PROBLEM DETAILS:
In the stretch from the start of the items through the line containing "point(855, 273)", swap "referee" for "linesman" and write those lines out again with nothing else altered.
--- START OF DATA TO PROCESS ---
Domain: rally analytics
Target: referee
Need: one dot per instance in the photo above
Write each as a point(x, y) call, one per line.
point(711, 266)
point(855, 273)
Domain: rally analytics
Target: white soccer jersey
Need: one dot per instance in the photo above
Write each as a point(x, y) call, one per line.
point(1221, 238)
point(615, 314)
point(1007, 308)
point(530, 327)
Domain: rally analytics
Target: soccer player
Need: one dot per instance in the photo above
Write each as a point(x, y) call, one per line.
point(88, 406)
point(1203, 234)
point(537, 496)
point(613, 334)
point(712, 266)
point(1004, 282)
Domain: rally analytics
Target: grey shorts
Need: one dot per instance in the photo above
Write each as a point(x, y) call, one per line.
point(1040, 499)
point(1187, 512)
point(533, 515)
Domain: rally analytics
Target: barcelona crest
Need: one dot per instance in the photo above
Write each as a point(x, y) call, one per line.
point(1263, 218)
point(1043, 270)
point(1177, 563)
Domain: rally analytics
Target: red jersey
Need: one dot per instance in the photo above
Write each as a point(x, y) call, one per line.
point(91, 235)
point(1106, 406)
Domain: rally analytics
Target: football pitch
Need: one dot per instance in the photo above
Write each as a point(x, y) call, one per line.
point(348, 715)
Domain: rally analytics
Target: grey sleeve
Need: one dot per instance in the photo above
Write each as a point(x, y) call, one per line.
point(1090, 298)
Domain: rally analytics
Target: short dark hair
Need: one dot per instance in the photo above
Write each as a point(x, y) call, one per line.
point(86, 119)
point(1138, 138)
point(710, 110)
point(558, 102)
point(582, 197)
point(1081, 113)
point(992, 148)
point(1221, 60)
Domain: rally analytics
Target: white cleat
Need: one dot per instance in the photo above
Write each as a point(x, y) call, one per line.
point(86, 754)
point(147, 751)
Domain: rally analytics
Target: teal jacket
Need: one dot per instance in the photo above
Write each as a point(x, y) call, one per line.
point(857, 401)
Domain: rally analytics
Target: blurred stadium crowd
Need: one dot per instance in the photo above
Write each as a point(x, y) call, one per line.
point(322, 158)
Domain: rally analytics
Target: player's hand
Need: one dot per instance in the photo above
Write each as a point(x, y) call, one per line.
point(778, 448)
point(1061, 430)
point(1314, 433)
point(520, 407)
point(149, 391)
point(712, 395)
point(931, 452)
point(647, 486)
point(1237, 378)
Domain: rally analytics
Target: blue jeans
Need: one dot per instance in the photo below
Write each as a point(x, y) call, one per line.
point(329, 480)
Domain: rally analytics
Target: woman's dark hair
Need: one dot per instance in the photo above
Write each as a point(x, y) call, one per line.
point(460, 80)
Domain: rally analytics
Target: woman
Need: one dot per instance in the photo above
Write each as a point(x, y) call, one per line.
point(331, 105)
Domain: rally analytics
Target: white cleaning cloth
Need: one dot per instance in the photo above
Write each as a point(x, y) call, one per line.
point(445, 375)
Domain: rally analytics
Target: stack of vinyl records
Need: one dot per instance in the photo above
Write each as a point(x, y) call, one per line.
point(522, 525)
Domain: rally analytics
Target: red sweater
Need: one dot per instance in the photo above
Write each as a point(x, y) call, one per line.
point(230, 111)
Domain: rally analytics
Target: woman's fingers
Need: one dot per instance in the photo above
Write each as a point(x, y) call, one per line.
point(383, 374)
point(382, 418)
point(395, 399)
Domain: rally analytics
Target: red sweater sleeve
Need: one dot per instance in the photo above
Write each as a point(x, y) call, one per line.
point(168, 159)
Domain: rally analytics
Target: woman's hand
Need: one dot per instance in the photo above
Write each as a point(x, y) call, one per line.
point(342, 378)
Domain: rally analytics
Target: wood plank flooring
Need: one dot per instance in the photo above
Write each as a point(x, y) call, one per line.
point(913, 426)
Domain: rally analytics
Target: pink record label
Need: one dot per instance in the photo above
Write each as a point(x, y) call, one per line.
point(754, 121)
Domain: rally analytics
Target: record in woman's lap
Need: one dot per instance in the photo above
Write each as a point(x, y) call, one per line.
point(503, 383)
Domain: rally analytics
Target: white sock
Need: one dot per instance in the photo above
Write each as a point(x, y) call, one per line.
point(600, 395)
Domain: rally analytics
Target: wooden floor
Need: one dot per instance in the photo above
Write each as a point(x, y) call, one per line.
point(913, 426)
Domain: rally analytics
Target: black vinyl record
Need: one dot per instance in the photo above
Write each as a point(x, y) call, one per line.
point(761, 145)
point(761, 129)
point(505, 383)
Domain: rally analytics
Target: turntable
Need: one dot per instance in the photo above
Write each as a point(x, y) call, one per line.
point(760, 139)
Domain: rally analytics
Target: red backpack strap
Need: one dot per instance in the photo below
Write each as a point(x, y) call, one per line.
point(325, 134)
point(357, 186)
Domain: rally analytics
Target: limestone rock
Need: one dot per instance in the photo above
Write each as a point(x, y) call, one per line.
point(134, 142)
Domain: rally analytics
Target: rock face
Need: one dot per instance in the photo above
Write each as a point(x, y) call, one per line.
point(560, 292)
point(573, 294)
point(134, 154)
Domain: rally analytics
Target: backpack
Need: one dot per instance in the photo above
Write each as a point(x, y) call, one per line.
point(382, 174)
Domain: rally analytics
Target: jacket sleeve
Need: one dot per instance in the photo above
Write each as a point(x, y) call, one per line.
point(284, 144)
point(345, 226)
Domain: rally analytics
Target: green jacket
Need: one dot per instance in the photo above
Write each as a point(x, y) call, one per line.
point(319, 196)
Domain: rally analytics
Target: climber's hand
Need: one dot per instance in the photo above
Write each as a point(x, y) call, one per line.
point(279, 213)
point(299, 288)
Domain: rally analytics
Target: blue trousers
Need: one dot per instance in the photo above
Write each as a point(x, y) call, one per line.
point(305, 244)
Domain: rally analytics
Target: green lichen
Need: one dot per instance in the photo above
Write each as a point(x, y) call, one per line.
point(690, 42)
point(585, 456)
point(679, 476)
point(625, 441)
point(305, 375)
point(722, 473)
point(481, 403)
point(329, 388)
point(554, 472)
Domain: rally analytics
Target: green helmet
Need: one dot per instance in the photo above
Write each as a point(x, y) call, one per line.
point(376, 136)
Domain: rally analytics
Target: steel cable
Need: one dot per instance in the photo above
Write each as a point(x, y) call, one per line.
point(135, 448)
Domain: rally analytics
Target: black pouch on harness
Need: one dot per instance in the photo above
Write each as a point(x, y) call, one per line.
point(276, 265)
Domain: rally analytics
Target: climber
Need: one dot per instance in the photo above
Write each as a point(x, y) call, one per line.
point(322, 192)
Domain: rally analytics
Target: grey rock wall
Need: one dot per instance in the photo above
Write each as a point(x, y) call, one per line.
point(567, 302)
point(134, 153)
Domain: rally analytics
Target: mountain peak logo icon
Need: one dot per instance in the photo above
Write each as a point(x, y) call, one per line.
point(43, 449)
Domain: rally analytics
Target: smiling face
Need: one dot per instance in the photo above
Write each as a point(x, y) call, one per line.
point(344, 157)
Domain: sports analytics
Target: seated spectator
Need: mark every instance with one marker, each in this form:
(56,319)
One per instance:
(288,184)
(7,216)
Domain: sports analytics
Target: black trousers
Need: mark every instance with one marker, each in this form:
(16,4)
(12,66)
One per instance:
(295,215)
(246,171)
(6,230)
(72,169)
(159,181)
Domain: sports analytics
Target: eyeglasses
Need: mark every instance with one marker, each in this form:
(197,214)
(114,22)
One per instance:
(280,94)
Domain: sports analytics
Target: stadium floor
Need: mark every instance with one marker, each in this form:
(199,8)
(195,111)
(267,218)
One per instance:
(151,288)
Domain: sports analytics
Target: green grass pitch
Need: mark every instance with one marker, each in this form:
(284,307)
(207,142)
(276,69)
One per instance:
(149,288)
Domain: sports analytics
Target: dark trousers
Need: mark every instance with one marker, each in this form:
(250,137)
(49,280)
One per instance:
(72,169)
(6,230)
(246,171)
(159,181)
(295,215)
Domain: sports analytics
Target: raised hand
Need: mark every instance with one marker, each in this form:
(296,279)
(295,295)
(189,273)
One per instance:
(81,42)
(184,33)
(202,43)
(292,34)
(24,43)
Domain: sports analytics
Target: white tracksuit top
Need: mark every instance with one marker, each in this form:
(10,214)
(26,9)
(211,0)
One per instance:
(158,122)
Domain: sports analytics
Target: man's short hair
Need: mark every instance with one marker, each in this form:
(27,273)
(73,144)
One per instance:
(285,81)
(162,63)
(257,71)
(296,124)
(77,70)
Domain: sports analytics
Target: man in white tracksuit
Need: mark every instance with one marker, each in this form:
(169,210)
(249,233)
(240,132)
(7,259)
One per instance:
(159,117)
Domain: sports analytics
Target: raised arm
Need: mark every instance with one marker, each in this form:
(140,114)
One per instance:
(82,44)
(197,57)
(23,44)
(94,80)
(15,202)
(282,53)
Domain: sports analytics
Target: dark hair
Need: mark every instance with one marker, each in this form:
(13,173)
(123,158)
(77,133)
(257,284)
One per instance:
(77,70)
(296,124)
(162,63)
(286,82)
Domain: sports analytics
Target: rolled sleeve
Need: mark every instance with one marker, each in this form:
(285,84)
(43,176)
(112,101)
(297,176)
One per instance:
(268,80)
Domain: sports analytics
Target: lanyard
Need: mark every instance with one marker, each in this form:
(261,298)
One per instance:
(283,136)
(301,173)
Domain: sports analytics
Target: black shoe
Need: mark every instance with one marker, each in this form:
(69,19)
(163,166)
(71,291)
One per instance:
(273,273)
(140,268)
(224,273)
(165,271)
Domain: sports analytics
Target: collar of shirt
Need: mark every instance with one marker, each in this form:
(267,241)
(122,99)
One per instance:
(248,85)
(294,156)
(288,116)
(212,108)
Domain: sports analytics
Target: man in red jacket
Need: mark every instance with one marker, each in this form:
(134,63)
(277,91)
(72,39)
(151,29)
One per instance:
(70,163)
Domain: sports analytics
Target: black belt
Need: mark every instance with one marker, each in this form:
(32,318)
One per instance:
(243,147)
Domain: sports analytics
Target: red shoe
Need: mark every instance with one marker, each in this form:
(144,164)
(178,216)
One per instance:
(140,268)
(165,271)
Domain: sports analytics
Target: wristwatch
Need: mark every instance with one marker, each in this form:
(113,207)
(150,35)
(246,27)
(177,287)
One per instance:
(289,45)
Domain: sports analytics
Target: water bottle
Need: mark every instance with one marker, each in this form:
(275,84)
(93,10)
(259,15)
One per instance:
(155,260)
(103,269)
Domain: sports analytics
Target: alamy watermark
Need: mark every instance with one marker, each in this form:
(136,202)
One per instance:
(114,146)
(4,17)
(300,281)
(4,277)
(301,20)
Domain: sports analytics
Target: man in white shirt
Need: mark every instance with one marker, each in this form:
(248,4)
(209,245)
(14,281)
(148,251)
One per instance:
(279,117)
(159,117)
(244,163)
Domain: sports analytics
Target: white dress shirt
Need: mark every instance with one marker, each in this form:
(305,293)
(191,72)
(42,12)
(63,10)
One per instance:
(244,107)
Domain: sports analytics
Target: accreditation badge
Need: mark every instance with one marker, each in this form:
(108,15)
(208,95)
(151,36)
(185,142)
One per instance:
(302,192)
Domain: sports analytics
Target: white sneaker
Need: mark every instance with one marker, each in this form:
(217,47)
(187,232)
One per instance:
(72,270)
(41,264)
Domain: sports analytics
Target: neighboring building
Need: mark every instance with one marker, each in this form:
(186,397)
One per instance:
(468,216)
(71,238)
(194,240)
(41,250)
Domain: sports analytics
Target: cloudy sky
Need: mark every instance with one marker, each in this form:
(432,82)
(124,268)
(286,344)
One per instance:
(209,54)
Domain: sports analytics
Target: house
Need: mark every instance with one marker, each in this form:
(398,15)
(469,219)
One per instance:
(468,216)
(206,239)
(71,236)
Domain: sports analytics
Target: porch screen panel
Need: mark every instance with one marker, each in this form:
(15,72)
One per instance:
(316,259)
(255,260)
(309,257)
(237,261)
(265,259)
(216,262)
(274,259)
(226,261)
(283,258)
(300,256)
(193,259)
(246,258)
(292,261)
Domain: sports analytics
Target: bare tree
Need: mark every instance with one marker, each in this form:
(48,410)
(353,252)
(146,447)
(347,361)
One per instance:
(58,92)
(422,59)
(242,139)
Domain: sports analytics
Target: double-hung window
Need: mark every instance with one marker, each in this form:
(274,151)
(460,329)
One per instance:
--- END OF DATA TO PROCESS ---
FULL SOLUTION:
Domain: rally analytics
Target: linesman
Need: one dot per instance in the photo above
Write each as a point(x, y) call, one per line.
point(711, 266)
point(855, 273)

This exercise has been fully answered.